EXERCISE BRIEF – Starting at the line that contains "Target: boardwalk plank" and ending at the line that contains "sample: <point>333,136</point>", the lines below are to be given again exactly, with nothing added.

Stored data entries
━━━
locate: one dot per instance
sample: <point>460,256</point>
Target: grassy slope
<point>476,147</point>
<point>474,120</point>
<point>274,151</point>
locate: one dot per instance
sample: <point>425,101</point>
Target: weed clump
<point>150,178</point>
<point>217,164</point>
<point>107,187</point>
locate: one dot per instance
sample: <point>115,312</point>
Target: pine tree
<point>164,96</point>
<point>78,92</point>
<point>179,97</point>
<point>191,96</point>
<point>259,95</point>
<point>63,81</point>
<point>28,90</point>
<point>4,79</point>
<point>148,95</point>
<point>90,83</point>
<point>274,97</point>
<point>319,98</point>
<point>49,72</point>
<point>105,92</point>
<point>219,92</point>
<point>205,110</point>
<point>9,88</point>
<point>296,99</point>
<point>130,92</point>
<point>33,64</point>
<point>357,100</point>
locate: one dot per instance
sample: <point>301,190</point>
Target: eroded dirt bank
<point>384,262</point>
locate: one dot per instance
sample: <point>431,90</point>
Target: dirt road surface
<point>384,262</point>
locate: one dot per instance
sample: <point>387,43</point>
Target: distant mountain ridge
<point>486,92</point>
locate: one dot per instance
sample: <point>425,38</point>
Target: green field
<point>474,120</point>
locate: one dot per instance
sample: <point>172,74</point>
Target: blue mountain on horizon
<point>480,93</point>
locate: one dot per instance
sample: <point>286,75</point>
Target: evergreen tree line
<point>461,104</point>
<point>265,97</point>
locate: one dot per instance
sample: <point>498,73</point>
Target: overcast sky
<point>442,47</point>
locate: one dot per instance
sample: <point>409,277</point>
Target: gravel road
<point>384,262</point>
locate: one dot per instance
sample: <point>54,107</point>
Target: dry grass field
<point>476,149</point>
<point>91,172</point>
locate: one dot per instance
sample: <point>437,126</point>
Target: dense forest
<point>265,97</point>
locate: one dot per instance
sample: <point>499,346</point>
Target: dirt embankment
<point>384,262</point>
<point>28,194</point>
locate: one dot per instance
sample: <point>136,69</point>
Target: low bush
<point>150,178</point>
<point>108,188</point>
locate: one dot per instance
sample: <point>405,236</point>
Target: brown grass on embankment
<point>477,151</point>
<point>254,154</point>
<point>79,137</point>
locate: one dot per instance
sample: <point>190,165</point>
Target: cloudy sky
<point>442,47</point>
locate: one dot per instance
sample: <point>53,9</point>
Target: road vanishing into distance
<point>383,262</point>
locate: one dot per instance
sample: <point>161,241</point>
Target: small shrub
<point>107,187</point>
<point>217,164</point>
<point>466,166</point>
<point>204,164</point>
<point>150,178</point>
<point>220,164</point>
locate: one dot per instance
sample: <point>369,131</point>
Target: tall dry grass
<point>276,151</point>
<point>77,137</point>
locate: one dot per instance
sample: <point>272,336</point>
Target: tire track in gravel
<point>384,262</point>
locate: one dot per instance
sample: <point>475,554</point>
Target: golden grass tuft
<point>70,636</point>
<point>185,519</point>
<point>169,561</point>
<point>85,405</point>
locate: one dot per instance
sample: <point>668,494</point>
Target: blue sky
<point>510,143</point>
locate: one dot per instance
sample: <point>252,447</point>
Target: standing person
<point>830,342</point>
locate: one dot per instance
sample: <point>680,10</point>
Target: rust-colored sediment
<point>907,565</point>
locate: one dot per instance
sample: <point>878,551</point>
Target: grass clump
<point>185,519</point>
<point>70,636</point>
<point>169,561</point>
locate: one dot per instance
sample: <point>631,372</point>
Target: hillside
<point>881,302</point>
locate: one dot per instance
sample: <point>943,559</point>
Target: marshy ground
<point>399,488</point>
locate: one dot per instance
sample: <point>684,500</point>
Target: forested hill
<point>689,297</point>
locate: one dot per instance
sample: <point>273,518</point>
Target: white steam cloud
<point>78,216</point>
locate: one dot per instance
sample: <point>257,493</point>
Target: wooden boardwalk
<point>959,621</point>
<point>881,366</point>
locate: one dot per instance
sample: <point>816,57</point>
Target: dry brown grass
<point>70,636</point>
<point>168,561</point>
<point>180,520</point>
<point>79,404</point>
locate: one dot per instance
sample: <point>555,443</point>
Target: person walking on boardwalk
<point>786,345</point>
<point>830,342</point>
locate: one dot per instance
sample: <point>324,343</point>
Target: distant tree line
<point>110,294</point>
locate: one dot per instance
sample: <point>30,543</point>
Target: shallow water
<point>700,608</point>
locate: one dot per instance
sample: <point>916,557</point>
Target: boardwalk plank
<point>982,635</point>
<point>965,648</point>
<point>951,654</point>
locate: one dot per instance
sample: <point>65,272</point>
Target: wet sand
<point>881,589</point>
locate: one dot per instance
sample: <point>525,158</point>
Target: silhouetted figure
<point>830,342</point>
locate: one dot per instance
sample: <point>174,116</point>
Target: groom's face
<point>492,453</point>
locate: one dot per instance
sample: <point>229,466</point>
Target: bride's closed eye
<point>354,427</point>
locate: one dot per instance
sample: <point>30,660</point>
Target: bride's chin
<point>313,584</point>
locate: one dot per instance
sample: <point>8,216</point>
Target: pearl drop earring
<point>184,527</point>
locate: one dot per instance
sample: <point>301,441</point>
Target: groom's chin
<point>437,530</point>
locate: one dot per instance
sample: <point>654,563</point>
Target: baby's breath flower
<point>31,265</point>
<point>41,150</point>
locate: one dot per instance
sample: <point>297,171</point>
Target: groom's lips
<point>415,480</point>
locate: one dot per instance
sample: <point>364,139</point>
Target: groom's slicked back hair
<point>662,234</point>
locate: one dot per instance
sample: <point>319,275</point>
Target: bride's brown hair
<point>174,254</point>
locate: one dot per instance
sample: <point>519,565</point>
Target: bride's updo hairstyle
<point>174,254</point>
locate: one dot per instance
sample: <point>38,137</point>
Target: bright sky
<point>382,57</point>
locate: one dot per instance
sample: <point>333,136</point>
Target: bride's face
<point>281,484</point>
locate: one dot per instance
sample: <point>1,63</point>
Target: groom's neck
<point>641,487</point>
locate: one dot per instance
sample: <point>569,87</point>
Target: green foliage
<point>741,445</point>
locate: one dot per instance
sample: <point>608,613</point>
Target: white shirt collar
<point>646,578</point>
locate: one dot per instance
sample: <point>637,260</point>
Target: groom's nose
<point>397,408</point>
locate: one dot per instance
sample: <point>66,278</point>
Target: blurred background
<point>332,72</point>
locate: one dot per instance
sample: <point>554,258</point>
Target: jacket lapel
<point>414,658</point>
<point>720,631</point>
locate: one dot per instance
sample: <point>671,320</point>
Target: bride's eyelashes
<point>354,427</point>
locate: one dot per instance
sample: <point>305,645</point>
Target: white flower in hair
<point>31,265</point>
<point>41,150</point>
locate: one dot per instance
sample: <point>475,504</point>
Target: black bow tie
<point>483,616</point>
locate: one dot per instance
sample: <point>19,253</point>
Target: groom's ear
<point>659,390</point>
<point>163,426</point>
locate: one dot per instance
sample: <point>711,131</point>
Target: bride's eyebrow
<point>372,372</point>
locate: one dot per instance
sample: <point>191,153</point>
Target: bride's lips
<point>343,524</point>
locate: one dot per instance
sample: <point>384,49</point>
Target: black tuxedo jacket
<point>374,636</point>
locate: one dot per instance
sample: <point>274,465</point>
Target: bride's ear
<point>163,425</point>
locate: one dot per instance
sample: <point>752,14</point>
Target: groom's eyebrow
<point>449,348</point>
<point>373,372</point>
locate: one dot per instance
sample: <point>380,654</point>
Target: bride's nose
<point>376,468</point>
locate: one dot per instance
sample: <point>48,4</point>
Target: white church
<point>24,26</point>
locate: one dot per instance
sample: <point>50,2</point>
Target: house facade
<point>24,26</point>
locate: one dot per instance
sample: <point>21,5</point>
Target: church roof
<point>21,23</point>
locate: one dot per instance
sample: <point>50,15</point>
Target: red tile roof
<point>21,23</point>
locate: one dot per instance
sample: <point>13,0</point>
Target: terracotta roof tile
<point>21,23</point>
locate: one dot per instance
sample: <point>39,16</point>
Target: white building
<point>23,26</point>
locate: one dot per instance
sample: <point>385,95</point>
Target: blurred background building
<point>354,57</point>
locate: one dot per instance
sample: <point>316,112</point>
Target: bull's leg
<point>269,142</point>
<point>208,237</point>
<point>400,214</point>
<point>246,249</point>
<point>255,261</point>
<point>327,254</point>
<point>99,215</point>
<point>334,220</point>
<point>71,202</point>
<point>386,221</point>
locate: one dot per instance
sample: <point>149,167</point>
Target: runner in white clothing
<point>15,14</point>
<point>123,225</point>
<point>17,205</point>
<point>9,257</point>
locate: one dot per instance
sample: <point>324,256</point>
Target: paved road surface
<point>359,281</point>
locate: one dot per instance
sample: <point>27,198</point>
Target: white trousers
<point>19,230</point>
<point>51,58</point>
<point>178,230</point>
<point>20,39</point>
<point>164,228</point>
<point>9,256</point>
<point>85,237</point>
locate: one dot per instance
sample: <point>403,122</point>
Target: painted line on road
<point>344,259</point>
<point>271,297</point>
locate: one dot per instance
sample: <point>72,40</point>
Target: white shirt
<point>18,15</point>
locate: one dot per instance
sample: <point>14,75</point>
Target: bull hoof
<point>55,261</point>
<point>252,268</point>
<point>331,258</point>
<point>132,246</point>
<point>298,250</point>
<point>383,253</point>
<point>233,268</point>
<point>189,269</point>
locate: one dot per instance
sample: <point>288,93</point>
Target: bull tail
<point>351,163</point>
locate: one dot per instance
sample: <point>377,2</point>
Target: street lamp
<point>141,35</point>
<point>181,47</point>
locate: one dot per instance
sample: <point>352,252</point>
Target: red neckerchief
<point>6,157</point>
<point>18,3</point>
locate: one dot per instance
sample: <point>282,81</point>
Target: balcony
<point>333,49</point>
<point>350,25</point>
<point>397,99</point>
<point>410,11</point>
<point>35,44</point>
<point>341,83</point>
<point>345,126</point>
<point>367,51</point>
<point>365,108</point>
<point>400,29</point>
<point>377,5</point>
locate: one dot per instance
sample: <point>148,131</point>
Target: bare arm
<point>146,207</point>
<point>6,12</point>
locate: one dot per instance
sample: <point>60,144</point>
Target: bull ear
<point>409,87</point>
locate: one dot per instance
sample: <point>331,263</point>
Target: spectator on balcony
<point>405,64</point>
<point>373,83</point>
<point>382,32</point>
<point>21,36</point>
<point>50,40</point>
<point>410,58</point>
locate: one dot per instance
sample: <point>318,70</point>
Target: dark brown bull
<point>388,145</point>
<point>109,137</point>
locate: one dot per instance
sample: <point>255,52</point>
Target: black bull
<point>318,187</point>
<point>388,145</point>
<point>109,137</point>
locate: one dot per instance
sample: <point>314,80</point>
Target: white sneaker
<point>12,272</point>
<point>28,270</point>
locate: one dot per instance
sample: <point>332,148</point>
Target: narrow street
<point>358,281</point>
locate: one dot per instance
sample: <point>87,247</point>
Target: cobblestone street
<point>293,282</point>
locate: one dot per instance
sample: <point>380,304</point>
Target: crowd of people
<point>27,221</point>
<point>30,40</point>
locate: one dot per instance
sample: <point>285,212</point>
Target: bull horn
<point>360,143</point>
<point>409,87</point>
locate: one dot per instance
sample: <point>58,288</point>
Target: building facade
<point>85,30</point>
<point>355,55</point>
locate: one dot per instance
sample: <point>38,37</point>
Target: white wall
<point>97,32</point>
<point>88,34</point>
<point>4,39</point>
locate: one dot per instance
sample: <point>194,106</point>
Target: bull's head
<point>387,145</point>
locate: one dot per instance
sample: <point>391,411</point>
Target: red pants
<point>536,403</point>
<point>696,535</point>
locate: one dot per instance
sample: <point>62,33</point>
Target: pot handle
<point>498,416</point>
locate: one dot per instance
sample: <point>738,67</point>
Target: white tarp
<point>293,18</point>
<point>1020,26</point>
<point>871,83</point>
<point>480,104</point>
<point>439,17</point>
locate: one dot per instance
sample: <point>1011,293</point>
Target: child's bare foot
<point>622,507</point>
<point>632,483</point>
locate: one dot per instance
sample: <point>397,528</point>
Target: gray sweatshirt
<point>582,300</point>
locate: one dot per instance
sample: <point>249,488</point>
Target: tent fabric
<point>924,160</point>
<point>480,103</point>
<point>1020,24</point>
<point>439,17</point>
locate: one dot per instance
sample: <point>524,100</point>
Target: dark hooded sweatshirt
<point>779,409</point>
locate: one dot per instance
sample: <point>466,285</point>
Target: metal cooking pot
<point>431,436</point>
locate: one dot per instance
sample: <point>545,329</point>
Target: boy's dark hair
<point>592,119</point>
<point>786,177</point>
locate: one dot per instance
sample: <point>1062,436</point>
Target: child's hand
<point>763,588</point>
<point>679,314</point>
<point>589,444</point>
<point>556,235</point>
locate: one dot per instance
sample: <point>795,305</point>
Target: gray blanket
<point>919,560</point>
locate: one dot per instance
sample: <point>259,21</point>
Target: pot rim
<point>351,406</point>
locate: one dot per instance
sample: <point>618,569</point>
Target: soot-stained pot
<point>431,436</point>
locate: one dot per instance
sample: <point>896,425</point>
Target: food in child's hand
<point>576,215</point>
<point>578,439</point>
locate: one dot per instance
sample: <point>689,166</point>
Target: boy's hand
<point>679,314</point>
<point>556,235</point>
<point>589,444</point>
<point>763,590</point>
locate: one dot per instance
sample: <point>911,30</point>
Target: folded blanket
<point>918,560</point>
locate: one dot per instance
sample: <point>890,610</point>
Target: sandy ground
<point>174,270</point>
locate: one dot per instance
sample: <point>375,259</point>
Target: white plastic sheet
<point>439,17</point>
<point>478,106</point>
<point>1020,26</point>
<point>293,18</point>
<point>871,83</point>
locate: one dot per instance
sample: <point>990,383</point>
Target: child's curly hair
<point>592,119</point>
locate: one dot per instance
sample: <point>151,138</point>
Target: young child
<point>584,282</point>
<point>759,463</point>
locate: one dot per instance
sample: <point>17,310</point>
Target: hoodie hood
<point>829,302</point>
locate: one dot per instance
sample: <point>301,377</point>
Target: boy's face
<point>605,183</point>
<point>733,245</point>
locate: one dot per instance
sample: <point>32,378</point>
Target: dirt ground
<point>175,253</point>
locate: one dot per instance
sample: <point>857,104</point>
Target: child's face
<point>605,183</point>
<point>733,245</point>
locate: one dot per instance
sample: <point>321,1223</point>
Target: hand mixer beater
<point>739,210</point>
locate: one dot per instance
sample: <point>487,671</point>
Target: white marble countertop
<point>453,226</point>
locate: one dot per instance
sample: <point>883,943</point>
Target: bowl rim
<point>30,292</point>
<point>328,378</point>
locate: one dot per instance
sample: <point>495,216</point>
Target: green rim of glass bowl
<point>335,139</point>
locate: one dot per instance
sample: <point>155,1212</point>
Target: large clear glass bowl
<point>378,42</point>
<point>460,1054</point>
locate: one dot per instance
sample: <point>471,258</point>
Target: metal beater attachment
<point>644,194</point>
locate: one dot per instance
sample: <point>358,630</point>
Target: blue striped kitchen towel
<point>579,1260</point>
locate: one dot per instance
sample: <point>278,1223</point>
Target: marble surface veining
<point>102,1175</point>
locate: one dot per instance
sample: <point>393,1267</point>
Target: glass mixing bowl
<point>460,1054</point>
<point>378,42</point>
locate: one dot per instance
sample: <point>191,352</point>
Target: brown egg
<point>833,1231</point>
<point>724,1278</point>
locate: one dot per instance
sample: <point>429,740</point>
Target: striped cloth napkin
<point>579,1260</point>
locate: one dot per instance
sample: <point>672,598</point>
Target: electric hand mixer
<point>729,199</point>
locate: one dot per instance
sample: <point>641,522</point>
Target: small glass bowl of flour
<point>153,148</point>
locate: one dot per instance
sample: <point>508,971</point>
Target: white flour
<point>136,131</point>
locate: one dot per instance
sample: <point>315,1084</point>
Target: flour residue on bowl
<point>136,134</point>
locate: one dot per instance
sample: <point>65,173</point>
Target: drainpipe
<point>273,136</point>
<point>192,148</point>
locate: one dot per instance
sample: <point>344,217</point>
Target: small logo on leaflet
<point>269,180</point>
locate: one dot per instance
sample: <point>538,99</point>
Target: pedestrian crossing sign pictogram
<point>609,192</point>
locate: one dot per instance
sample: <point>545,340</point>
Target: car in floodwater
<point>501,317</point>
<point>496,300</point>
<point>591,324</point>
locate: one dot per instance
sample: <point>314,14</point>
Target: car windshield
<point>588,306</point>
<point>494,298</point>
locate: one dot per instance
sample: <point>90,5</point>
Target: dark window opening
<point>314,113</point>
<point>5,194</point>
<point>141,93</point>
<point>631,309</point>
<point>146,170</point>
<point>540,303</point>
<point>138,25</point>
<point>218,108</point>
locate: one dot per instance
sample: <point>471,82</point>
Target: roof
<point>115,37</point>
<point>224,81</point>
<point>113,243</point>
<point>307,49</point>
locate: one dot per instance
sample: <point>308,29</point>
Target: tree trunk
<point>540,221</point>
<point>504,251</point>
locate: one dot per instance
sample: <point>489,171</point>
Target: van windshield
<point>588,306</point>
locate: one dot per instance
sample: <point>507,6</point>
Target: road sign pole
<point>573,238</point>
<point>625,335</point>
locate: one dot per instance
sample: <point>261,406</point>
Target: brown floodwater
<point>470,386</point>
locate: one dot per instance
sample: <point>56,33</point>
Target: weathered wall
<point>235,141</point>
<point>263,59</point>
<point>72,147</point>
━━━
OUTPUT FOR THIS EXERCISE –
Target: boardwalk plank
<point>982,635</point>
<point>965,648</point>
<point>951,654</point>
locate: one dot per instance
sample: <point>65,272</point>
Target: wet sand
<point>881,589</point>
locate: one dot per instance
sample: <point>525,158</point>
Target: silhouetted figure
<point>830,342</point>
locate: one dot per instance
sample: <point>174,116</point>
Target: groom's face
<point>492,453</point>
locate: one dot per instance
sample: <point>229,466</point>
Target: bride's closed eye
<point>354,427</point>
locate: one dot per instance
sample: <point>30,660</point>
Target: bride's chin
<point>313,584</point>
locate: one dot per instance
sample: <point>8,216</point>
Target: pearl drop earring
<point>184,527</point>
locate: one dot per instance
sample: <point>301,441</point>
Target: groom's chin
<point>437,530</point>
locate: one dot per instance
sample: <point>654,563</point>
Target: baby's breath flower
<point>31,265</point>
<point>41,150</point>
locate: one dot per instance
sample: <point>297,171</point>
Target: groom's lips
<point>415,480</point>
locate: one dot per instance
sample: <point>364,139</point>
Target: groom's slicked back hair
<point>662,234</point>
locate: one dot per instance
sample: <point>319,275</point>
Target: bride's brown hair
<point>174,254</point>
locate: one dot per instance
sample: <point>519,565</point>
Target: bride's updo hairstyle
<point>174,254</point>
locate: one dot per instance
sample: <point>38,137</point>
Target: bright sky
<point>382,57</point>
locate: one dot per instance
sample: <point>333,136</point>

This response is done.